-- BEGIN Given information --

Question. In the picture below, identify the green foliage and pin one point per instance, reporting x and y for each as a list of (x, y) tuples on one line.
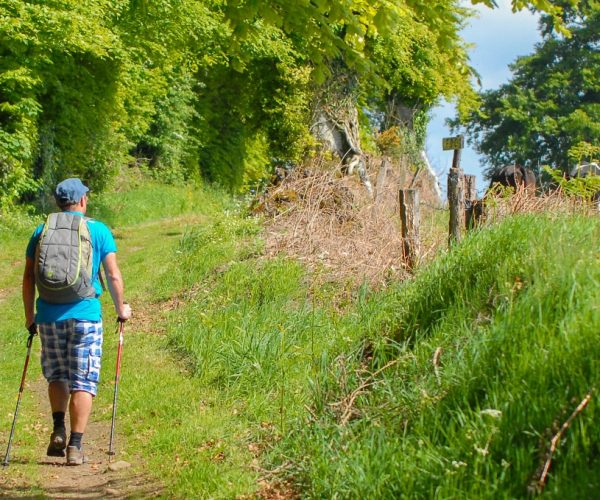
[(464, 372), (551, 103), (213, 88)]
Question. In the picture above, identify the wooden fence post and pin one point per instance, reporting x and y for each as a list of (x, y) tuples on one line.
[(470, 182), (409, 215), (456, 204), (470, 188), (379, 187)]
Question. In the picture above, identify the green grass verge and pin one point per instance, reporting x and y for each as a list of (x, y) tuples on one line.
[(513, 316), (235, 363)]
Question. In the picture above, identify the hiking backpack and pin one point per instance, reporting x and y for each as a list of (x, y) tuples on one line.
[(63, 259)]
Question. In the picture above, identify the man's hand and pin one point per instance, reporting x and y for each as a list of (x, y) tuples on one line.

-- END Given information --
-- BEGIN Given information --

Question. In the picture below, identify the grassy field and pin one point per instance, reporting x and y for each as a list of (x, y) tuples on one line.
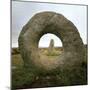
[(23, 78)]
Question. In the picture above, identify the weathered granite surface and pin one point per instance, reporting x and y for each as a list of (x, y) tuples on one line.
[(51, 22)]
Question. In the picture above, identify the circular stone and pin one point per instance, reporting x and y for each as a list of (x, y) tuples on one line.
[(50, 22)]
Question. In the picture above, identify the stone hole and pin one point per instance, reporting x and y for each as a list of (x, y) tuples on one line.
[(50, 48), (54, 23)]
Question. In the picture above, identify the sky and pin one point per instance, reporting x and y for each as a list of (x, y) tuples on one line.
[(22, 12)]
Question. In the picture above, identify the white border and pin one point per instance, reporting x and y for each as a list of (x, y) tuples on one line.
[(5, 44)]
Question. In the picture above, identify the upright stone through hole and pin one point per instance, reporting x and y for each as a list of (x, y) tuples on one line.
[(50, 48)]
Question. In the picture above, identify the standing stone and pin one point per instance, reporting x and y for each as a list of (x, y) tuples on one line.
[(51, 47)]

-- END Given information --
-- BEGIN Given information --

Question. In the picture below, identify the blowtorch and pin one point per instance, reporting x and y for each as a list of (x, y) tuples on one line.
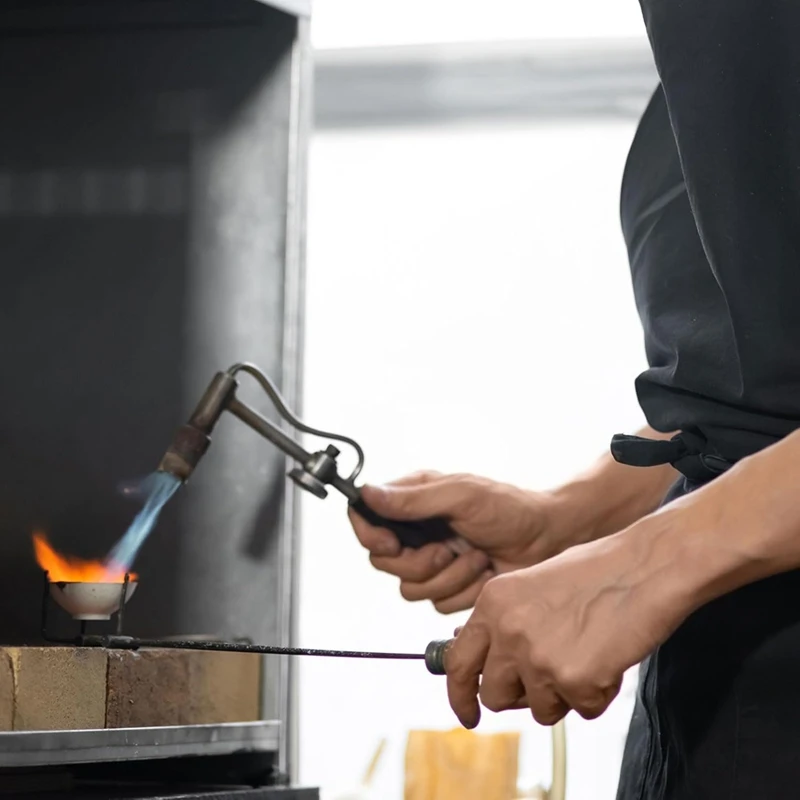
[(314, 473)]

-- END Given information --

Prompt: Count the lines in the records above that contain the string "hole", with case counting. Give only the number.

Full solution: 2